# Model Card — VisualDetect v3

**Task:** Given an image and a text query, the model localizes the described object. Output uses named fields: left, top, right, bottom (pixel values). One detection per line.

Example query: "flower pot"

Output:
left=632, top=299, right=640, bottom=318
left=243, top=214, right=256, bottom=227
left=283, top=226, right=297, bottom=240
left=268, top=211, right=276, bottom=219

-----

What is expected>
Return exactly the lines from the line bearing "detection per line." to the end of the records, inclusive of both; include no other lines.

Response for this exercise>
**Task:** Given an image and a text query, the model localizes the described object. Output uses named fields: left, top, right, bottom (pixel values). One detection per line.

Example query: "flower pot"

Output:
left=632, top=299, right=640, bottom=318
left=243, top=214, right=256, bottom=227
left=283, top=226, right=297, bottom=240
left=268, top=211, right=276, bottom=219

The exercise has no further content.